Excerpts of pointing data
********

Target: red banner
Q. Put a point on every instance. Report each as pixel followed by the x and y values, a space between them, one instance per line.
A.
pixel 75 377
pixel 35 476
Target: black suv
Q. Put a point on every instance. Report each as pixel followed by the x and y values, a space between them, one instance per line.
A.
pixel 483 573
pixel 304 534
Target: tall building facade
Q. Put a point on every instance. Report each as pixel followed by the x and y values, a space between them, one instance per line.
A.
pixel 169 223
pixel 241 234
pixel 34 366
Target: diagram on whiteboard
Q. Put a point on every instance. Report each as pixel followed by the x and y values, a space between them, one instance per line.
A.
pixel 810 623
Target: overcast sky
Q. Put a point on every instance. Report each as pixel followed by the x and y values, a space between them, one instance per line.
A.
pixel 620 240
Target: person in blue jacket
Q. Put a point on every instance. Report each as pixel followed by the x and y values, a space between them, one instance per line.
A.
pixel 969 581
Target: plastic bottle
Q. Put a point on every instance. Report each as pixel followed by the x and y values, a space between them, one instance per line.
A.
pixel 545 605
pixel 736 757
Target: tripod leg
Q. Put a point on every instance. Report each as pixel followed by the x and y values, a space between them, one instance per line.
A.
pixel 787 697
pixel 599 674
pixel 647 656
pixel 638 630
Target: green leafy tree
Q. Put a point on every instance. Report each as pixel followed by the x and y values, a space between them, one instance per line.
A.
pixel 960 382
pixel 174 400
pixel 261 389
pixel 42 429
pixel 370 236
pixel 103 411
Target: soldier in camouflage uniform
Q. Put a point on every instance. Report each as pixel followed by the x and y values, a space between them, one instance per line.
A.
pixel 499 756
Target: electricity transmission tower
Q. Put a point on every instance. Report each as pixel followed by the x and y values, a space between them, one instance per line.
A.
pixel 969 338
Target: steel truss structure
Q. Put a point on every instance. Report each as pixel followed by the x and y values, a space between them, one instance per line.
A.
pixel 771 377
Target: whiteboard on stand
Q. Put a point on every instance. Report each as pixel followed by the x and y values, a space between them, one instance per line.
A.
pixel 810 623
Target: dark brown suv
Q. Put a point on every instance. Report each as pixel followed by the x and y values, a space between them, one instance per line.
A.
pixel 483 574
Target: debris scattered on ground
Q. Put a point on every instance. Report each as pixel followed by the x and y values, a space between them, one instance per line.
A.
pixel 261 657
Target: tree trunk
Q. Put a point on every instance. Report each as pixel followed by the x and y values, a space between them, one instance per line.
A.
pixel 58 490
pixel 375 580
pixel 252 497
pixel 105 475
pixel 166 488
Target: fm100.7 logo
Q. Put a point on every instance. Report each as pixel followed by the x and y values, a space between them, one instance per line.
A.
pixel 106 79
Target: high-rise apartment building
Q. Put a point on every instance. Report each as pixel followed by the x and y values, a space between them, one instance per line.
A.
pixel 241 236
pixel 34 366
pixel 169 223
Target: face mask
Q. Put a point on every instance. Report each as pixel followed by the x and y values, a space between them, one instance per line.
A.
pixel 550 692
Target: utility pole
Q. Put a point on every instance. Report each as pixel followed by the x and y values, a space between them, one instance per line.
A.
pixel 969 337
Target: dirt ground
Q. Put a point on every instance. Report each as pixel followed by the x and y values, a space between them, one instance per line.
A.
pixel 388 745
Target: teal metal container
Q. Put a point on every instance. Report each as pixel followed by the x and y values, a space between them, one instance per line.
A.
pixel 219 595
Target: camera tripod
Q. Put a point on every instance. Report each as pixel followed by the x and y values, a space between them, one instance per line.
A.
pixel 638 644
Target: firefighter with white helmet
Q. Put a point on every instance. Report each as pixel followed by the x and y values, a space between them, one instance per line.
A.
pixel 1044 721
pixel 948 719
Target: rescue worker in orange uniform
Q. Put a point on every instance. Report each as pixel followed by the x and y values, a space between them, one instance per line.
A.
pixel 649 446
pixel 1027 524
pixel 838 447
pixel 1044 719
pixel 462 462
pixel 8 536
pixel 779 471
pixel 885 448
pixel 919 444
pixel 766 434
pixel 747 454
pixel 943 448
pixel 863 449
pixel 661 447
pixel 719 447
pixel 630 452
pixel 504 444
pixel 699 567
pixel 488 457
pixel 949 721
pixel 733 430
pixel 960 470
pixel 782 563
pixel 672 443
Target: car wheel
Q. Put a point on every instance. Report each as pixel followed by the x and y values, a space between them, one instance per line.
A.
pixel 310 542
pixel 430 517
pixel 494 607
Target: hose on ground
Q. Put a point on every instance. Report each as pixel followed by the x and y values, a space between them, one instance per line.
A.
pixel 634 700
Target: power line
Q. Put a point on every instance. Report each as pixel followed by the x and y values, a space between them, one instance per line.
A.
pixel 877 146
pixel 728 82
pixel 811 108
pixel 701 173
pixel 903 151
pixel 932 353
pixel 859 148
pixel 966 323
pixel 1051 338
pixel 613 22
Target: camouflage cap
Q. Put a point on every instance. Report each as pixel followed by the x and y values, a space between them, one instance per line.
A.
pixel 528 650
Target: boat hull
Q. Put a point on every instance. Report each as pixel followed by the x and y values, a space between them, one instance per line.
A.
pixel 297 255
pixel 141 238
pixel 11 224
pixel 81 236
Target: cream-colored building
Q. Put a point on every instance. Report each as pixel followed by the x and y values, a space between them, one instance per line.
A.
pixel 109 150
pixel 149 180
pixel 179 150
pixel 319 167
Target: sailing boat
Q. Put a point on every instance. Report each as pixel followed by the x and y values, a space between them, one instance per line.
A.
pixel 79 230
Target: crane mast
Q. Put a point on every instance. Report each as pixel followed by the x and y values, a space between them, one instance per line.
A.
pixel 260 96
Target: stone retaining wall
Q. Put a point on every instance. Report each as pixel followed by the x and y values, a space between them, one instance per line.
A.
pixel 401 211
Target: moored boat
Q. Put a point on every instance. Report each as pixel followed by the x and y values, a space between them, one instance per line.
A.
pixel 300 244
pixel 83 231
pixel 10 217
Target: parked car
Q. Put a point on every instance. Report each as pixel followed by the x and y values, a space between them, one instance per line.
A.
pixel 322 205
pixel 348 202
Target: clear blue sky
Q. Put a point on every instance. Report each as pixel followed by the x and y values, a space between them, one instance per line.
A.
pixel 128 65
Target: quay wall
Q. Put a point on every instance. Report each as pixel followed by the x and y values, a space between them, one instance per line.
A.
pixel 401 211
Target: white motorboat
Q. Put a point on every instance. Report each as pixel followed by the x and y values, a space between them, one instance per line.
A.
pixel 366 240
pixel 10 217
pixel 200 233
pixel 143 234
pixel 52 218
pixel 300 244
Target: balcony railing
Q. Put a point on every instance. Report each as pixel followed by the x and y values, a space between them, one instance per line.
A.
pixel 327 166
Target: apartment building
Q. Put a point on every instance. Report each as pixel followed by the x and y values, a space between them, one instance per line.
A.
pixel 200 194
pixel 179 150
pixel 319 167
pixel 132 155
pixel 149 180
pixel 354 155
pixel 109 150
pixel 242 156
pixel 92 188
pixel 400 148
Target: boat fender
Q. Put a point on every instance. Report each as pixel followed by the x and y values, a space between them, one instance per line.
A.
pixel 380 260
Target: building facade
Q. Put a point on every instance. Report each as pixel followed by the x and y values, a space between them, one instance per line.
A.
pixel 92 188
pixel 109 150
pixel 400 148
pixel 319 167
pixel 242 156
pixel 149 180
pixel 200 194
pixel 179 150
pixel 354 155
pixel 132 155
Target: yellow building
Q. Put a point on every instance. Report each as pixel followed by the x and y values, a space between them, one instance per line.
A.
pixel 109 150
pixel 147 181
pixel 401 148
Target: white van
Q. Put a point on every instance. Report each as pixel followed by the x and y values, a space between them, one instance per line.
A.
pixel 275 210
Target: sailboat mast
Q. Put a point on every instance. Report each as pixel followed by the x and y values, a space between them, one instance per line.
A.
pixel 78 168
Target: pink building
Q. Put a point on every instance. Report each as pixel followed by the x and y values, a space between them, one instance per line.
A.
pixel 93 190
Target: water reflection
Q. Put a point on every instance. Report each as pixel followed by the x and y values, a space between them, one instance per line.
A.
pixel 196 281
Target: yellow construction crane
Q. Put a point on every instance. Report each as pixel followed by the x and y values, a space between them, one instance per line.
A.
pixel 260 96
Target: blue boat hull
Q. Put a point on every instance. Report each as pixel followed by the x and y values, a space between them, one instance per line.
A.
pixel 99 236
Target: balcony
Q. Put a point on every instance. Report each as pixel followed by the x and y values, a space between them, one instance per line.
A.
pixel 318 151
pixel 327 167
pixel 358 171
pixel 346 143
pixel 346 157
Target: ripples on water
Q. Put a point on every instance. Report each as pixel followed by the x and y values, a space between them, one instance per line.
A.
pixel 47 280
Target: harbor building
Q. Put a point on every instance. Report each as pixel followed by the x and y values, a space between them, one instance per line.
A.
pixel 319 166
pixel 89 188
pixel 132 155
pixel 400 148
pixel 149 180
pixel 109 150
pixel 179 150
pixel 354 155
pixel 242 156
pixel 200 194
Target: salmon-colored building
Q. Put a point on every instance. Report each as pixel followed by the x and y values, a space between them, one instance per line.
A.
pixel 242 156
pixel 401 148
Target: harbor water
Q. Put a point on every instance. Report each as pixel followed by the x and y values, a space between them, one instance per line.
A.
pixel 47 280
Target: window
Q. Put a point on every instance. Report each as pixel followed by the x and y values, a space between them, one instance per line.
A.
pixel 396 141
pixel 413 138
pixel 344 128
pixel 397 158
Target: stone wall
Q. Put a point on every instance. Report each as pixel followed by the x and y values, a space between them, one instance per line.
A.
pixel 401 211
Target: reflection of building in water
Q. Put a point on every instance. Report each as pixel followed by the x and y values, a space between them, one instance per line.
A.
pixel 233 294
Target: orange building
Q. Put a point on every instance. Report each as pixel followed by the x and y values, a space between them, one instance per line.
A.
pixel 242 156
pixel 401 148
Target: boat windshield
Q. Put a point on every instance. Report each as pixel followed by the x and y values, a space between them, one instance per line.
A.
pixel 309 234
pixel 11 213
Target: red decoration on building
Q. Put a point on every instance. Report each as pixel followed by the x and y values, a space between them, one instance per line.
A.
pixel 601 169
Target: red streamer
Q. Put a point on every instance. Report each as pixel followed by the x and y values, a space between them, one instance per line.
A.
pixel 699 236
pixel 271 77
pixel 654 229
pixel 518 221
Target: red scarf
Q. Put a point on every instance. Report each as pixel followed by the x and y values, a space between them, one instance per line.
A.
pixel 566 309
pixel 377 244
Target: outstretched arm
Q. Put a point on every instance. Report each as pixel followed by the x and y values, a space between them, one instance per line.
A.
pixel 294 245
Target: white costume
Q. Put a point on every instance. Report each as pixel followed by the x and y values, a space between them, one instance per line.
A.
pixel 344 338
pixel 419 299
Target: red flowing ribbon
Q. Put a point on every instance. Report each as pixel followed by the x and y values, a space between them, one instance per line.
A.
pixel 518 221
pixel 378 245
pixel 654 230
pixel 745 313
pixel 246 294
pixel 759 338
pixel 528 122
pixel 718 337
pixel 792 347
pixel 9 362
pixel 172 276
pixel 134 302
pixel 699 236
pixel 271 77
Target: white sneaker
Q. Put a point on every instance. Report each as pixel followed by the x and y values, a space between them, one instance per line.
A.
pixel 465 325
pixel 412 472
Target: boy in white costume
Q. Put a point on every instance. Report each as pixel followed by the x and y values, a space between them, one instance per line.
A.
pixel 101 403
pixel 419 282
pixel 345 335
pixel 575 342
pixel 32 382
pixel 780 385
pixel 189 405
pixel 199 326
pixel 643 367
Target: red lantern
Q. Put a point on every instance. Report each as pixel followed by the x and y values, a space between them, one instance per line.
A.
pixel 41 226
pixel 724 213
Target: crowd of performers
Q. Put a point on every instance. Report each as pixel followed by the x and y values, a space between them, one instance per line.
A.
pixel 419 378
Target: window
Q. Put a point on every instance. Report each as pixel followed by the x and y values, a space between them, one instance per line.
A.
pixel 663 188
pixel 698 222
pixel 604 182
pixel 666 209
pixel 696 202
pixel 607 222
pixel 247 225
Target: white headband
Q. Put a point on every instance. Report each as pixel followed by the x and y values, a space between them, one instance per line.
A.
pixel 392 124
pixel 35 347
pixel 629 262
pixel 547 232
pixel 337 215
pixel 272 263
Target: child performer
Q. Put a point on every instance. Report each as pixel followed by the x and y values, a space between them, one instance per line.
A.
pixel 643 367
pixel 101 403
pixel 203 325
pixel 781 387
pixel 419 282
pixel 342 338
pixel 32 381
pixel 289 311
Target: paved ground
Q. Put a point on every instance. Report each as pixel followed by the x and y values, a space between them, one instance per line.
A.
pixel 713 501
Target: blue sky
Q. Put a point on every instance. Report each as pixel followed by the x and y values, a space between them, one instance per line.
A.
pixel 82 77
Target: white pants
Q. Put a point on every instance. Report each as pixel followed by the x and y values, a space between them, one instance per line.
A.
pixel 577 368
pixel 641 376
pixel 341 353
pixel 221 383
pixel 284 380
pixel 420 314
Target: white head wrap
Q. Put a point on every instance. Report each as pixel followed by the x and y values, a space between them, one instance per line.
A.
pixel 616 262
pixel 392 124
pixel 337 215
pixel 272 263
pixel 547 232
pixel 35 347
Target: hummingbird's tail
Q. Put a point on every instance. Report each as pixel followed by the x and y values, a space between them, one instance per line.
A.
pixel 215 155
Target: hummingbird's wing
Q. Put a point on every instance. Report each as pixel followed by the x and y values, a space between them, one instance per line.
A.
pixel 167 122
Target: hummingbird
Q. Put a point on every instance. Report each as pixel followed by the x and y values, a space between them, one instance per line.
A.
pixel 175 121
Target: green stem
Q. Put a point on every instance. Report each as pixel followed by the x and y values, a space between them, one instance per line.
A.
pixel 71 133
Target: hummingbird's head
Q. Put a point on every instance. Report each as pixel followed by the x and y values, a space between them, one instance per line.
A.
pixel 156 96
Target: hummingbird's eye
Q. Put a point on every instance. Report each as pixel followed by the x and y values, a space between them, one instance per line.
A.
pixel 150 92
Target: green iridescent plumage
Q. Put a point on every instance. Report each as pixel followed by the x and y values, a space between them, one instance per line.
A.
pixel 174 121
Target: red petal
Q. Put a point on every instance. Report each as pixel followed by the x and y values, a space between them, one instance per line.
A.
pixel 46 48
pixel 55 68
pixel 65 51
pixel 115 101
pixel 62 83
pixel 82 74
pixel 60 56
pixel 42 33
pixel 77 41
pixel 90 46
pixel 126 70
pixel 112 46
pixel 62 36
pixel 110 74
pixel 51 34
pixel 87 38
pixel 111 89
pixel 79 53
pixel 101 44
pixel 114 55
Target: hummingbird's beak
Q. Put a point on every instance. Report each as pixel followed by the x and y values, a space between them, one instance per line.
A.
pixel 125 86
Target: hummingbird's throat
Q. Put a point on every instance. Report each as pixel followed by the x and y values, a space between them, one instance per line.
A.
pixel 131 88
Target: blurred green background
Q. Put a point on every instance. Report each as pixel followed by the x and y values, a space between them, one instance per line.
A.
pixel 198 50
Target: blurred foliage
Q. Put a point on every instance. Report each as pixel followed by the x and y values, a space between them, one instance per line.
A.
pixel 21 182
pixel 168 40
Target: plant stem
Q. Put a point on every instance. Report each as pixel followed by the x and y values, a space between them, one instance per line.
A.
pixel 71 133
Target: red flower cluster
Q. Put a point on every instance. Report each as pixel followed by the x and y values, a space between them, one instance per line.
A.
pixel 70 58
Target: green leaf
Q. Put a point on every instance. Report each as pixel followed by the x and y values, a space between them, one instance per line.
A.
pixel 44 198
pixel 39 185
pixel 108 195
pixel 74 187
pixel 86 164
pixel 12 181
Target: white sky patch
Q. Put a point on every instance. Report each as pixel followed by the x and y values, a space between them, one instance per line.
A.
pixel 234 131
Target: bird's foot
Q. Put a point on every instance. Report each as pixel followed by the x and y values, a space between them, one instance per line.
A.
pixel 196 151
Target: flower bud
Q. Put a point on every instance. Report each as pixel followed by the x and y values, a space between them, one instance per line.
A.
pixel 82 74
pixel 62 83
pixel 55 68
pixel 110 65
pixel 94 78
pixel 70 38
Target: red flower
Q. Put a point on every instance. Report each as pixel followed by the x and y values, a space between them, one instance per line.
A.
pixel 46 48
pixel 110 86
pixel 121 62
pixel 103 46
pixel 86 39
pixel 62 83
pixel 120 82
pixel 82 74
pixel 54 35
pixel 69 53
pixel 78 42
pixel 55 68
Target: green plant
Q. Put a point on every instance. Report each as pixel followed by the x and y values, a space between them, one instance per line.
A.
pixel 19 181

********

Can you reproduce the lines above exactly, from the line containing "Target: yellow building" up to and including the line containing "pixel 346 157"?

## EXPECTED ANSWER
Target: yellow building
Q. Put a point on every instance. Report each as pixel followed by the x and y values, a space between them, one instance per line.
A.
pixel 109 150
pixel 147 181
pixel 401 148
Target: white van
Q. Put a point on every instance. Report each as pixel followed by the x and y values, a space between them, one instance per line.
A.
pixel 275 210
Target: sailboat mast
Q. Put a point on every instance. Report each as pixel followed by the x and y values, a space between them, one instance per line.
A.
pixel 78 168
Target: pink building
Q. Put a point on every instance. Report each as pixel followed by the x and y values, a space between them, one instance per line.
A.
pixel 93 190
Target: water reflection
Q. Put a point on every instance. Report each as pixel followed by the x and y values, a space between them, one instance per line.
A.
pixel 196 281
Target: yellow construction crane
Q. Put a point on every instance. Report each as pixel followed by the x and y values, a space between them, one instance per line.
A.
pixel 260 96
Target: blue boat hull
Q. Put a point on every instance. Report each as pixel followed by the x and y values, a space between them, one instance per line.
A.
pixel 99 236
Target: balcony
Q. Put a point on every instance. Report each as pixel followed by the x and y values, a space between them, one instance per line.
A.
pixel 318 151
pixel 327 167
pixel 358 171
pixel 346 143
pixel 346 157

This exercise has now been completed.